## [DESCRIPTION OF THE TASK]
Every entry below should be repeated exactly; the pictures should not.
-------- RECORDED INFORMATION --------
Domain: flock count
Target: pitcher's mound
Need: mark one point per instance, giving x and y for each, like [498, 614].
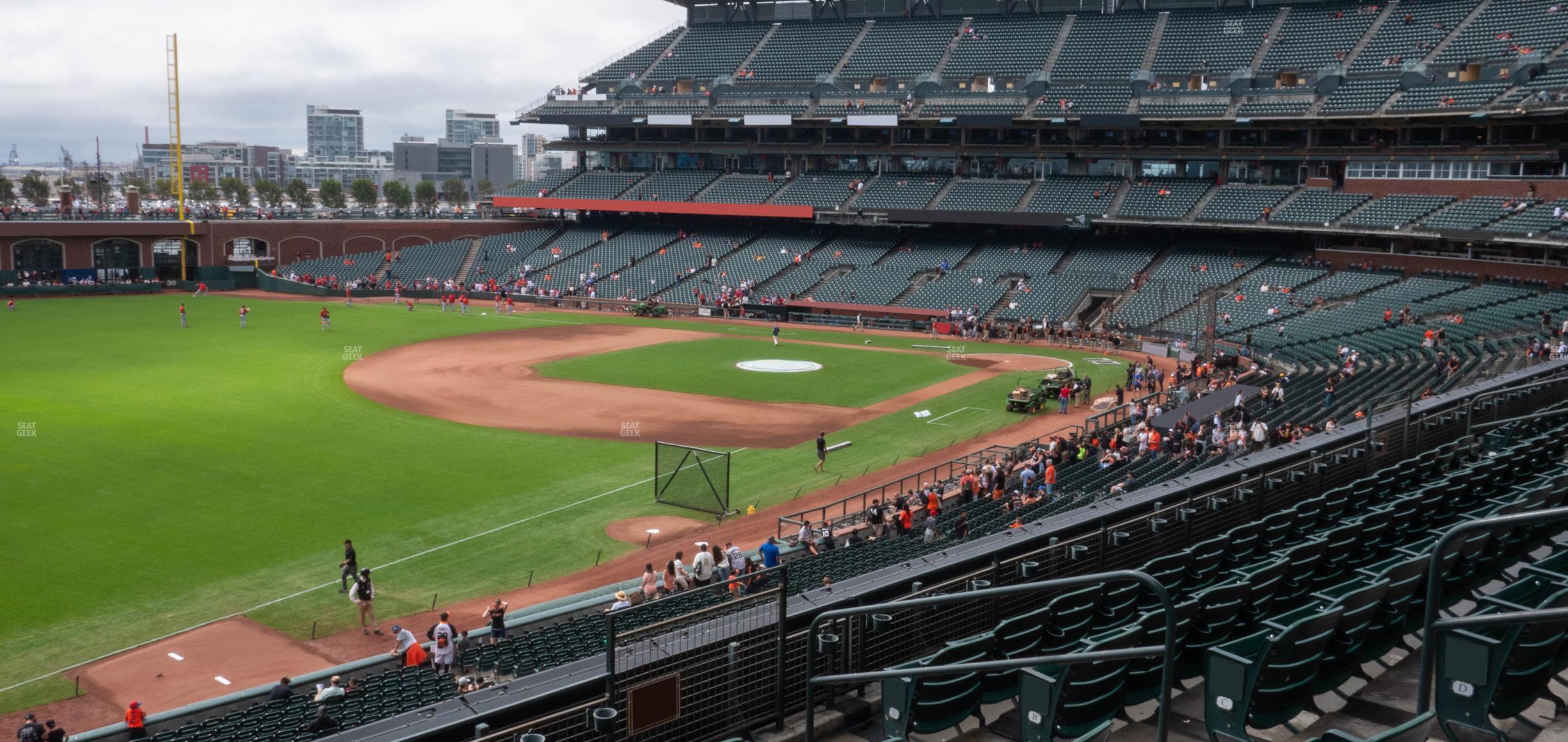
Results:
[634, 531]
--------
## [COMPLETED EXERCISE]
Domain: flock count
Target: pitcher's mound
Need: mark one point per instance, giving x and y for each, like [498, 614].
Results:
[634, 531]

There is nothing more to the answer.